[Data section — start]
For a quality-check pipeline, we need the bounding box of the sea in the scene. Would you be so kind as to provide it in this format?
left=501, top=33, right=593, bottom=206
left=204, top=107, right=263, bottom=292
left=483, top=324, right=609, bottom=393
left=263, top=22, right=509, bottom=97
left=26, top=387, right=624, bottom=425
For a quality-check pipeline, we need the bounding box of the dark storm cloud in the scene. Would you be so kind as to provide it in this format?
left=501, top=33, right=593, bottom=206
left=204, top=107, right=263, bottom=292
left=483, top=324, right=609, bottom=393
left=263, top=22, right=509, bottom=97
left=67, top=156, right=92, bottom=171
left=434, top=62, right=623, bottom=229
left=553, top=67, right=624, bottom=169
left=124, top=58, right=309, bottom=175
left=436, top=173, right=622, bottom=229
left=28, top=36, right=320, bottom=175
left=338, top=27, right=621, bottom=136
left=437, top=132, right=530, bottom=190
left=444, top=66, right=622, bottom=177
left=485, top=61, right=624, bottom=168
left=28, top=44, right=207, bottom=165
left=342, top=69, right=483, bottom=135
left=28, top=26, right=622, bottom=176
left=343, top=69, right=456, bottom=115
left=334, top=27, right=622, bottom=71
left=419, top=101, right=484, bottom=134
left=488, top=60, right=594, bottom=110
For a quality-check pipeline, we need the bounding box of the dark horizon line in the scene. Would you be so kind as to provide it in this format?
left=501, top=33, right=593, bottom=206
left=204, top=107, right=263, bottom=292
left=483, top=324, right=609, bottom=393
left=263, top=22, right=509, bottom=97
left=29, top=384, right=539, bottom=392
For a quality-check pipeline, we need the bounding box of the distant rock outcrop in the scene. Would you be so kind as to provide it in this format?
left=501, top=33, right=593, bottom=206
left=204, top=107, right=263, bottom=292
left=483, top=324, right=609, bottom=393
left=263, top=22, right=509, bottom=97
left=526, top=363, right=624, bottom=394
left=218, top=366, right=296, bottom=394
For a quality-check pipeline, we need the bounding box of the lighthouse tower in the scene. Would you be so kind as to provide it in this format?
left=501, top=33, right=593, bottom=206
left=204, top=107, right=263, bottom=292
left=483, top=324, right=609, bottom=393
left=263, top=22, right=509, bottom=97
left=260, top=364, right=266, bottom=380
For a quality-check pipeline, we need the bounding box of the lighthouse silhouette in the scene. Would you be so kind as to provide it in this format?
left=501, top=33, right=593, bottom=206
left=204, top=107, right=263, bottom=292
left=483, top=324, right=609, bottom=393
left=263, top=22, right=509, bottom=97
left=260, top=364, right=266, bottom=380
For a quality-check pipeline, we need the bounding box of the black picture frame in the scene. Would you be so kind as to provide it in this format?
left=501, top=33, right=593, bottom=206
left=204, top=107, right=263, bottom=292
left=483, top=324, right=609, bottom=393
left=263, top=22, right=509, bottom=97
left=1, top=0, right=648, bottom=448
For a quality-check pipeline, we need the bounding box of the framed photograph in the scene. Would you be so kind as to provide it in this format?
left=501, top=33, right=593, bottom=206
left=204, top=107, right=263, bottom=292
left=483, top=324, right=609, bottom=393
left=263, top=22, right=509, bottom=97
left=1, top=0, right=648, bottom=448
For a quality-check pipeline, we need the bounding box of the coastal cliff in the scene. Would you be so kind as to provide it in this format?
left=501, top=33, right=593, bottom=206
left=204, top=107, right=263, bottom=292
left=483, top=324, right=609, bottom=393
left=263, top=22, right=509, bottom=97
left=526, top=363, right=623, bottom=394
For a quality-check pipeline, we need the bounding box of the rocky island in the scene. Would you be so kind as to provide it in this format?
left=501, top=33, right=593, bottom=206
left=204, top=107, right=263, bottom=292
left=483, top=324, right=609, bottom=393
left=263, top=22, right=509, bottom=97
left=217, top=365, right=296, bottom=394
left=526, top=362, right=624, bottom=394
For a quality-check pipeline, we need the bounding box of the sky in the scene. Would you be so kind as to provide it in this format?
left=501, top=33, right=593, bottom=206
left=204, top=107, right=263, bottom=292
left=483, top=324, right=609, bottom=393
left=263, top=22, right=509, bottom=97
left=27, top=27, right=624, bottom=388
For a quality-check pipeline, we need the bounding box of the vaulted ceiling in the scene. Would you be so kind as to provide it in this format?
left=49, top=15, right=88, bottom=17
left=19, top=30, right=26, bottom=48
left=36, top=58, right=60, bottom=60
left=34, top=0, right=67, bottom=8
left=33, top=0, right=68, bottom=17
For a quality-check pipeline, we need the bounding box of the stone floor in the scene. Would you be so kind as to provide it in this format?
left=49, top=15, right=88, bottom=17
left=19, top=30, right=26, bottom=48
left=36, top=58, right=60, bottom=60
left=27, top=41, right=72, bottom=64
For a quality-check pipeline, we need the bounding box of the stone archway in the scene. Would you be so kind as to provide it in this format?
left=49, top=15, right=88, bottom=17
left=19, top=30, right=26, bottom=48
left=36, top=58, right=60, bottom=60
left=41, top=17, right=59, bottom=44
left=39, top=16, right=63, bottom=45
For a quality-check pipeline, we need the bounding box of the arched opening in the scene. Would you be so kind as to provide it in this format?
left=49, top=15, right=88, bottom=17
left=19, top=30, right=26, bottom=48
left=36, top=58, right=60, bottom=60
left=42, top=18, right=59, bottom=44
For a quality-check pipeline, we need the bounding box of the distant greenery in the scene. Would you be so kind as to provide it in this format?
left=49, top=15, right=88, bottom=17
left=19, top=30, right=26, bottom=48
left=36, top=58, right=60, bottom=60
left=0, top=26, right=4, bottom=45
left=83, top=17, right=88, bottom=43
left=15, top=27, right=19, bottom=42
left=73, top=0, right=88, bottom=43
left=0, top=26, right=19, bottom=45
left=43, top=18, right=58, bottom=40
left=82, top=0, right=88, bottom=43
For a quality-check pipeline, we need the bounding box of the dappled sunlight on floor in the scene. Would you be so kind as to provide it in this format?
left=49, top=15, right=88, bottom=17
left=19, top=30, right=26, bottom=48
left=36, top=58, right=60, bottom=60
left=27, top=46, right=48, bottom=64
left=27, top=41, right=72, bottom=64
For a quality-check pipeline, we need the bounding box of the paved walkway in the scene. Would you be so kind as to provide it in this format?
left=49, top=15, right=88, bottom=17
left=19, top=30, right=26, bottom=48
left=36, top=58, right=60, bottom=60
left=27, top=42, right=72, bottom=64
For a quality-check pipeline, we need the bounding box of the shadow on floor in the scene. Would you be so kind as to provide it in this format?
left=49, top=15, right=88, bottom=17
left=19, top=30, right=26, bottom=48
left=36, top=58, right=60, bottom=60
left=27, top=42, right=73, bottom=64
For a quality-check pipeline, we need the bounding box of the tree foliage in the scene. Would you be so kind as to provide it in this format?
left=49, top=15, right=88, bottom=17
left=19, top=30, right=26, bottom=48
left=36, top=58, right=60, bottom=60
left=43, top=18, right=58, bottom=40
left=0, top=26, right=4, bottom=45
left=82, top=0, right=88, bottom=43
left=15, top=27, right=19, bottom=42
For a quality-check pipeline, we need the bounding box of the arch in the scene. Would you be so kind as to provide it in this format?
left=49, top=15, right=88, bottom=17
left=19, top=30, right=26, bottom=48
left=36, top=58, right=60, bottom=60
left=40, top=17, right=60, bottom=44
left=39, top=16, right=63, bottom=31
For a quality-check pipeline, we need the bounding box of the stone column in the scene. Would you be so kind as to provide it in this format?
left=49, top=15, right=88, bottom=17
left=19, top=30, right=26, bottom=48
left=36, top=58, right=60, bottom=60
[Data section — finish]
● Task to carry out
Each record above should be output again exactly.

● Exercise result
For a quality-check pipeline, we need the bounding box of the sea in the scene. Would you be so kind as to provide it in this format?
left=501, top=33, right=593, bottom=206
left=204, top=107, right=263, bottom=292
left=483, top=324, right=609, bottom=393
left=263, top=22, right=509, bottom=97
left=26, top=387, right=624, bottom=425
For a quality-check pipeline, we need the bounding box of the dark storm cloud in the scene. Would you be so kind as to provide it in this format?
left=501, top=33, right=593, bottom=206
left=204, top=107, right=263, bottom=292
left=483, top=324, right=609, bottom=393
left=263, top=22, right=509, bottom=97
left=67, top=156, right=92, bottom=171
left=434, top=62, right=623, bottom=229
left=553, top=67, right=624, bottom=169
left=124, top=58, right=309, bottom=175
left=436, top=173, right=622, bottom=229
left=28, top=36, right=320, bottom=175
left=338, top=27, right=621, bottom=136
left=437, top=132, right=530, bottom=190
left=444, top=66, right=622, bottom=177
left=485, top=61, right=624, bottom=168
left=28, top=44, right=207, bottom=165
left=342, top=69, right=483, bottom=135
left=28, top=26, right=622, bottom=176
left=343, top=69, right=456, bottom=115
left=334, top=27, right=622, bottom=71
left=419, top=101, right=484, bottom=134
left=488, top=60, right=594, bottom=110
For a quality-check pipeline, we need the bounding box of the dark horizon line in the scene. Would you be so kind as to provide it in this format?
left=501, top=33, right=593, bottom=206
left=204, top=107, right=263, bottom=292
left=483, top=324, right=609, bottom=393
left=263, top=22, right=509, bottom=97
left=29, top=384, right=539, bottom=392
For a quality-check pipeline, we need the bounding box of the distant rock outcrop in the scene. Would you be so kind as to provide it in this format?
left=501, top=33, right=593, bottom=206
left=204, top=107, right=263, bottom=292
left=483, top=324, right=609, bottom=393
left=263, top=22, right=509, bottom=97
left=526, top=363, right=624, bottom=394
left=218, top=366, right=296, bottom=394
For a quality-check pipeline, we need the bounding box of the lighthouse tower in the scene. Would you be so kind as to provide it in this format?
left=501, top=33, right=593, bottom=206
left=204, top=107, right=263, bottom=292
left=483, top=324, right=609, bottom=393
left=263, top=22, right=509, bottom=97
left=260, top=364, right=266, bottom=380
For a quality-check pipeline, we need the bounding box of the lighthouse silhouette in the scene. Would you be so kind as to provide it in this format?
left=501, top=33, right=593, bottom=206
left=204, top=107, right=263, bottom=292
left=483, top=324, right=609, bottom=393
left=263, top=22, right=509, bottom=97
left=260, top=364, right=266, bottom=380
For a quality-check pipeline, we need the bounding box of the black picture frame in the scene. Would you be so kind as to provide it in this format?
left=501, top=33, right=593, bottom=206
left=204, top=107, right=263, bottom=292
left=483, top=324, right=609, bottom=393
left=263, top=22, right=509, bottom=97
left=1, top=0, right=648, bottom=448
For a quality-check pipeline, we need the bounding box of the framed photograph in the scene. Would you be so kind as to provide it in this format?
left=501, top=33, right=593, bottom=206
left=204, top=107, right=263, bottom=292
left=483, top=324, right=609, bottom=393
left=263, top=22, right=509, bottom=97
left=1, top=0, right=648, bottom=448
For a quality-check pipeline, we need the bounding box of the coastal cliff in the scene. Would you be so kind as to provide it in this format?
left=501, top=33, right=593, bottom=206
left=204, top=107, right=263, bottom=292
left=483, top=324, right=609, bottom=393
left=263, top=22, right=509, bottom=97
left=526, top=363, right=623, bottom=394
For a quality-check pipeline, we need the bounding box of the rocky island in the scene. Would you be so kind as to provide it in this format?
left=501, top=33, right=593, bottom=206
left=204, top=107, right=263, bottom=292
left=483, top=324, right=609, bottom=393
left=263, top=22, right=509, bottom=97
left=217, top=365, right=296, bottom=394
left=526, top=362, right=624, bottom=394
For a quality-check pipeline, we need the bounding box of the sky in the scene. Would you be so kind as to provide it in this format?
left=501, top=33, right=593, bottom=206
left=204, top=107, right=263, bottom=292
left=483, top=324, right=609, bottom=393
left=263, top=22, right=509, bottom=97
left=27, top=27, right=624, bottom=388
For a quality-check pipeline, we need the bounding box of the vaulted ceiling in the scene. Would you be so kind as to provide it in this format?
left=49, top=15, right=88, bottom=17
left=19, top=30, right=26, bottom=48
left=36, top=58, right=60, bottom=60
left=34, top=0, right=67, bottom=8
left=33, top=0, right=68, bottom=17
For a quality-check pipeline, we need the bounding box of the stone floor in the scene. Would you be so kind as to provide it in this format?
left=49, top=15, right=88, bottom=17
left=19, top=30, right=26, bottom=48
left=36, top=58, right=60, bottom=60
left=27, top=41, right=72, bottom=64
For a quality-check pipeline, we need the bounding box of the stone archway in the scene. Would you be so kind as to provide it in this format?
left=49, top=15, right=88, bottom=17
left=19, top=30, right=26, bottom=48
left=36, top=58, right=60, bottom=60
left=41, top=17, right=59, bottom=44
left=39, top=16, right=63, bottom=45
For a quality-check pipeline, we need the bounding box of the arched opening in the scene. Would you be so kind as to provide it in this format?
left=49, top=15, right=88, bottom=17
left=19, top=30, right=26, bottom=48
left=36, top=58, right=60, bottom=60
left=42, top=18, right=59, bottom=44
For a quality-check pipeline, we need the bounding box of the distant greenery in the scene. Would you be so kind as to provide it in this format?
left=49, top=15, right=88, bottom=17
left=19, top=30, right=26, bottom=48
left=36, top=58, right=60, bottom=60
left=0, top=26, right=4, bottom=45
left=83, top=17, right=88, bottom=43
left=15, top=27, right=19, bottom=42
left=73, top=0, right=88, bottom=43
left=0, top=26, right=19, bottom=45
left=43, top=18, right=58, bottom=40
left=82, top=0, right=88, bottom=43
For a quality-check pipeline, we need the bounding box of the dappled sunlight on floor in the scene. Would you be so kind as to provide it in this format?
left=49, top=15, right=88, bottom=17
left=19, top=30, right=26, bottom=48
left=36, top=58, right=60, bottom=60
left=27, top=46, right=48, bottom=64
left=27, top=41, right=72, bottom=64
For a quality-check pipeline, we need the bounding box of the paved walkway in the scene. Would you be so kind as to provide it in this format?
left=49, top=15, right=88, bottom=17
left=19, top=30, right=26, bottom=48
left=36, top=58, right=60, bottom=60
left=27, top=42, right=72, bottom=64
For a quality-check pipeline, we need the bounding box of the shadow on floor in the scene. Would you be so kind as to provide it in this format?
left=49, top=15, right=88, bottom=17
left=19, top=30, right=26, bottom=48
left=36, top=58, right=60, bottom=60
left=27, top=42, right=73, bottom=64
For a quality-check pipeline, we need the bounding box of the tree foliage in the scene. Would you be so kind as to provide it in this format?
left=49, top=15, right=88, bottom=17
left=19, top=30, right=26, bottom=48
left=36, top=58, right=60, bottom=60
left=43, top=18, right=58, bottom=40
left=0, top=26, right=4, bottom=45
left=82, top=0, right=88, bottom=43
left=15, top=27, right=19, bottom=42
For a quality-check pipeline, we need the bounding box of the arch in the scene. Would you be so kind as to provide it in this format?
left=49, top=15, right=88, bottom=17
left=19, top=30, right=26, bottom=48
left=36, top=58, right=60, bottom=60
left=40, top=17, right=60, bottom=44
left=39, top=16, right=63, bottom=31
For a quality-check pipeline, we need the bounding box of the stone column in the scene. Would you be so kind as to provide it in this format?
left=49, top=15, right=88, bottom=17
left=19, top=30, right=26, bottom=48
left=36, top=58, right=60, bottom=60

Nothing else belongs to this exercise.